● **PASSAGE**
==================================================

Many pilgrims come to Gnana Saraswati Temple Basara to perform the "Akshara abhyasam" ceremony for the children before they start formal school education. The children perform the exercise of letters, and devote books, pens, pencils notebooks to the goddess of knowledge. The Puja at the temple starts at 4 am in morning with Abhishekam which carries on for an hour. At 5 o'clock they start the Alankarana whereby the new sarees are adorned to the goddesses. The whole atmosphere is very pious and pure. At 6 am, in the rays of the morning sun, the aarti starts at the temple after which the prasadam is given to the devotees.

Special poojas and celebrations are held at the temple during Maha Shivaratri, beginning 15 days before (Vasantha Panchami) and continuing 3 days after the festival. Devi Navarathrulu is celebrated for ten days during Dasara.

==================================================

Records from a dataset
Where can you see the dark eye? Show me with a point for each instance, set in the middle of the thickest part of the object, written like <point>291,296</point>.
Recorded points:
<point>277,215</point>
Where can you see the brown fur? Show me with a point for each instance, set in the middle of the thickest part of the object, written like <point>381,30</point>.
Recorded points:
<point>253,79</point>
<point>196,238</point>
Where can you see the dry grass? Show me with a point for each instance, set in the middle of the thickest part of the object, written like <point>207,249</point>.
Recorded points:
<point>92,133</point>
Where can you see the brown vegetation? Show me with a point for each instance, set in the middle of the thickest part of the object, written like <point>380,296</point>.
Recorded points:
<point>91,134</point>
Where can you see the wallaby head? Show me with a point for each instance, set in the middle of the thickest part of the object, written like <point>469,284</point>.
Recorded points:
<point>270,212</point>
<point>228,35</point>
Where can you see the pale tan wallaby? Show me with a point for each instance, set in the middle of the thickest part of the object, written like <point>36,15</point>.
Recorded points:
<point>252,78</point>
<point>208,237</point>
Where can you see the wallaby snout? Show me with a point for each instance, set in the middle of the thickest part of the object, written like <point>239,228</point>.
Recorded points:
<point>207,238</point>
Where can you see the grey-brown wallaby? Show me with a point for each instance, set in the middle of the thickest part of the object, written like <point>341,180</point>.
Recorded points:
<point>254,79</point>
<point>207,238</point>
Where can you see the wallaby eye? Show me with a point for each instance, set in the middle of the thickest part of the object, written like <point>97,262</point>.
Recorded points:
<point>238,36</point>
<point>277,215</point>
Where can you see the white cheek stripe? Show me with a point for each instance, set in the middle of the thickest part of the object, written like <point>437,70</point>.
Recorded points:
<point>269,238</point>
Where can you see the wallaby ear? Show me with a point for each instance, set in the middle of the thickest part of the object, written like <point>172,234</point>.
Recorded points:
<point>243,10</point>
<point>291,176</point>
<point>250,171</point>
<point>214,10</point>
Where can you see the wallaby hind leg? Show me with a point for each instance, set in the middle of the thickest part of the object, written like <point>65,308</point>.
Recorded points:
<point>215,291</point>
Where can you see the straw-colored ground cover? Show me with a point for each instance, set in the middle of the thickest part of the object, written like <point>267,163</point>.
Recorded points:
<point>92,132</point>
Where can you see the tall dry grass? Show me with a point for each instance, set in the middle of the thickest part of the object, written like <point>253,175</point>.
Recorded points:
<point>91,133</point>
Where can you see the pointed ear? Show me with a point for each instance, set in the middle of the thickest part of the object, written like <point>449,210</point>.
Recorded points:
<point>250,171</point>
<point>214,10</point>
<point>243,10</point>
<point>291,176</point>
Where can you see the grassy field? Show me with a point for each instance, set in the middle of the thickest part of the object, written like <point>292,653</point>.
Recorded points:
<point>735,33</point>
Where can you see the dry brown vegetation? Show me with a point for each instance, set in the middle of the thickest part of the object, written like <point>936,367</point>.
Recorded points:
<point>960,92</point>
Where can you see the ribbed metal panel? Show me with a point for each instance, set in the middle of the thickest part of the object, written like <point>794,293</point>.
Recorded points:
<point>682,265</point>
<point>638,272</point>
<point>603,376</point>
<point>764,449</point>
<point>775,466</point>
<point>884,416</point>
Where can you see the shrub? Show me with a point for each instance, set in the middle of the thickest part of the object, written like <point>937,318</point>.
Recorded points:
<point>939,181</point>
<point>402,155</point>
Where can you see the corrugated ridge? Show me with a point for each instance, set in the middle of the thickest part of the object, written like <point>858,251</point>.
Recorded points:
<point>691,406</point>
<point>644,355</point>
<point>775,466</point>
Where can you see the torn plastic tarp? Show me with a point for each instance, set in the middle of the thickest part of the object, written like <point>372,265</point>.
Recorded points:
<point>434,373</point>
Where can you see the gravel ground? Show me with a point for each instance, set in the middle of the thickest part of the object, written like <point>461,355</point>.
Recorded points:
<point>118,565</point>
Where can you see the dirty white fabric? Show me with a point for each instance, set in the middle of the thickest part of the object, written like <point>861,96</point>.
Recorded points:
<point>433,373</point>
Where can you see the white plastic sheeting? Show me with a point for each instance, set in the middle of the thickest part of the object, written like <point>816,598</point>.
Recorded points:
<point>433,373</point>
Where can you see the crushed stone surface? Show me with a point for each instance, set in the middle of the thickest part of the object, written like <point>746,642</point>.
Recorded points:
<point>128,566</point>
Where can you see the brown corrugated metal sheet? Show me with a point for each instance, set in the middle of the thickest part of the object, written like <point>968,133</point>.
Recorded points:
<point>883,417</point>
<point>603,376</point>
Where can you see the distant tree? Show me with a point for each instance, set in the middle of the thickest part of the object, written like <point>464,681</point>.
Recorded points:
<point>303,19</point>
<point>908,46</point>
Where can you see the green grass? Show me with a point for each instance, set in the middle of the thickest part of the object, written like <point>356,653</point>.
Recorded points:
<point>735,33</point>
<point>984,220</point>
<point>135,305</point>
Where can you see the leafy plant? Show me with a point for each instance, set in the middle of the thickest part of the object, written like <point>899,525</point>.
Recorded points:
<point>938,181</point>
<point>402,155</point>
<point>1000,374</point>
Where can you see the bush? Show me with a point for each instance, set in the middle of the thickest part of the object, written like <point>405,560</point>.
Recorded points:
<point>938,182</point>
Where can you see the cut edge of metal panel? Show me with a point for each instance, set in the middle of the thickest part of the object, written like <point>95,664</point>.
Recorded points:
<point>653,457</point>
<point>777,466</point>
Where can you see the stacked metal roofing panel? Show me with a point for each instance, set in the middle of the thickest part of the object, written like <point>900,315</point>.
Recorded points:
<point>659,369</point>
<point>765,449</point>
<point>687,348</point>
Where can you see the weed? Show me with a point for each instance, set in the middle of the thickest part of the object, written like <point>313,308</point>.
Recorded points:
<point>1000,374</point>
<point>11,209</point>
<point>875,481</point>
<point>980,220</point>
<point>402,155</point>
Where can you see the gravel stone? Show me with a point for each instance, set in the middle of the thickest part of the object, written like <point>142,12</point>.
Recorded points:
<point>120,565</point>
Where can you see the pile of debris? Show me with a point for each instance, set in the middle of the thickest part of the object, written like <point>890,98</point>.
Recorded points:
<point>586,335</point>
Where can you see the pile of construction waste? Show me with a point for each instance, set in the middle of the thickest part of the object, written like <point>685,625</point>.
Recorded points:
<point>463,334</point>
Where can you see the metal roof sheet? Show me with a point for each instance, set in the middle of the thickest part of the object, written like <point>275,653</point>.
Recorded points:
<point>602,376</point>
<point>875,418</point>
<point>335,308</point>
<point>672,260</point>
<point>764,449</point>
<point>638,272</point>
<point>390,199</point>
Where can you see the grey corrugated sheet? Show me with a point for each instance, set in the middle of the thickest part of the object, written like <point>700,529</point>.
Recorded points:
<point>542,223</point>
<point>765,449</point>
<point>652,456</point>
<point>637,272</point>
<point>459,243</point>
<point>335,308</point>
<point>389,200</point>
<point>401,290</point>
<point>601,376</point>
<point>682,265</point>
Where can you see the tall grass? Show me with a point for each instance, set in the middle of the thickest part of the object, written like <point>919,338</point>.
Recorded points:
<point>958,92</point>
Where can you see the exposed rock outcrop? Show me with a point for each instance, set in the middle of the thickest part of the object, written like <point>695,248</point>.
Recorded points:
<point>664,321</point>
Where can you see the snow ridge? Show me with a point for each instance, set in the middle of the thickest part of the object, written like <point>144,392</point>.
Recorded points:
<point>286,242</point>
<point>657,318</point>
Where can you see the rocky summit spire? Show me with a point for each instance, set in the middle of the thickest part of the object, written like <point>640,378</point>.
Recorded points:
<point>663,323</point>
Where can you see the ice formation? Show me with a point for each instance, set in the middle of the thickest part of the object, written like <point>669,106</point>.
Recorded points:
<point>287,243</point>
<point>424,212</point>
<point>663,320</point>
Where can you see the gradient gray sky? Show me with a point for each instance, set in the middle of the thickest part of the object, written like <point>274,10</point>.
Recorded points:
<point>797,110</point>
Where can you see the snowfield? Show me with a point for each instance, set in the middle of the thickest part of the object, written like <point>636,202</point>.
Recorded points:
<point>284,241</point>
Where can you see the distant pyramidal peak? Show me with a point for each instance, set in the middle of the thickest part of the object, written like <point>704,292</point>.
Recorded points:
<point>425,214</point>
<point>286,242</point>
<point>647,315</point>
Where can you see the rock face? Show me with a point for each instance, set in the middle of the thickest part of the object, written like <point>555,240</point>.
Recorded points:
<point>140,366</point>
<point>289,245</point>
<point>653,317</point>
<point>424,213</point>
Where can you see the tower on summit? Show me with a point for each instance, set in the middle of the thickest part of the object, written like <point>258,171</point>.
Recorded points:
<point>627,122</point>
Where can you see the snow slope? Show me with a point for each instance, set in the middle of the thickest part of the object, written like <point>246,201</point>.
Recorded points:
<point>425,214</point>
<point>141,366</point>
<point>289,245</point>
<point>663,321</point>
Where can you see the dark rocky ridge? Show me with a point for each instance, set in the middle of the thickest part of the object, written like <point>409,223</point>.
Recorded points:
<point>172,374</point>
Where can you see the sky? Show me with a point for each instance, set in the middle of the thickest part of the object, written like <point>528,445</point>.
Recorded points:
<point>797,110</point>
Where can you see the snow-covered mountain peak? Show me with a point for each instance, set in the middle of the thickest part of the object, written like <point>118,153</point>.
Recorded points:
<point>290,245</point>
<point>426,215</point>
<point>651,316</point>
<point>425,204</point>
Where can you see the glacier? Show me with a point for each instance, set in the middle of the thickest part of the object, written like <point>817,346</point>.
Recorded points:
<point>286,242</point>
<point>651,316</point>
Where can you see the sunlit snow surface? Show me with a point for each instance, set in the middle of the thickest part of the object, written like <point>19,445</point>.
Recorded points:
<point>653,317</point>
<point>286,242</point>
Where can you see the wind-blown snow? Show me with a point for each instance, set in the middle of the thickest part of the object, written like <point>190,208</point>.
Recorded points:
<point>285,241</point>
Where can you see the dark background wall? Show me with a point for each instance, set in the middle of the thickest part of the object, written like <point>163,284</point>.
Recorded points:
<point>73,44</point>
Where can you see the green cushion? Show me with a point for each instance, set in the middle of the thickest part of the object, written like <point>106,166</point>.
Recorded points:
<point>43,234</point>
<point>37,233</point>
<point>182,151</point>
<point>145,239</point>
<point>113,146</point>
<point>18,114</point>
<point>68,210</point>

==================================================

● **THE PROBLEM**
Rewrite the paragraph of the temple passage that begins "Many pilgrims come to Gnana Saraswati Temple Basara" as a short bulleted list, keeping its main facts.

● **SOLVED PROBLEM**
- Many pilgrims bring children to Gnana Saraswati Temple Basara for the "Akshara abhyasam" ceremony before formal schooling begins.
- The children practice letters and offer books, pens, pencils and notebooks to the goddess of knowledge.
- 4 am: Puja begins with Abhishekam, which lasts an hour.
- 5 am: Alankarana, in which the goddesses are adorned with new sarees.
- 6 am: Aarti is performed in the morning sun, and then prasadam is given to devotees.
- The atmosphere is very pious and pure.